■ Required task
Write out every single entry exactly.

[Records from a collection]
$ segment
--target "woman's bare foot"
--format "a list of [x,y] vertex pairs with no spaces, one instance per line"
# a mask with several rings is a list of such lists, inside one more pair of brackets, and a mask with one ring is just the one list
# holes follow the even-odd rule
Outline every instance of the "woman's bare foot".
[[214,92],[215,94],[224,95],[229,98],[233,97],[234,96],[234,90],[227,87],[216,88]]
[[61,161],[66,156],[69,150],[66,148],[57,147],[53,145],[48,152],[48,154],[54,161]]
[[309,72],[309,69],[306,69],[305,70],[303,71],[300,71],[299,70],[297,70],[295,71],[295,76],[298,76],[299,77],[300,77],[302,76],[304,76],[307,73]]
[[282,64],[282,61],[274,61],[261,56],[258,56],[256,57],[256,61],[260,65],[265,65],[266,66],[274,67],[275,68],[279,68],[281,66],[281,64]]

■ Output of the exercise
$ segment
--target "woman's bare foot"
--format "a list of [x,y] vertex pairs with no spaces, one instance per line"
# a mask with several rings is a list of such lists, inside one more pair of brackets, and a mask with one ring is just the one list
# holes follow the even-odd rule
Outline every instance of the "woman's bare foot".
[[214,92],[215,94],[224,95],[229,98],[233,97],[234,96],[234,90],[227,87],[216,88]]
[[61,161],[66,156],[69,150],[66,148],[57,147],[53,145],[48,152],[48,154],[54,161]]
[[309,72],[309,69],[306,69],[305,70],[303,71],[300,71],[299,70],[297,70],[295,71],[295,76],[298,76],[299,77],[300,77],[302,76],[304,76],[307,73]]
[[282,64],[282,61],[274,61],[261,56],[258,56],[256,57],[256,61],[260,65],[265,65],[266,66],[274,67],[275,68],[279,68],[281,66],[281,64]]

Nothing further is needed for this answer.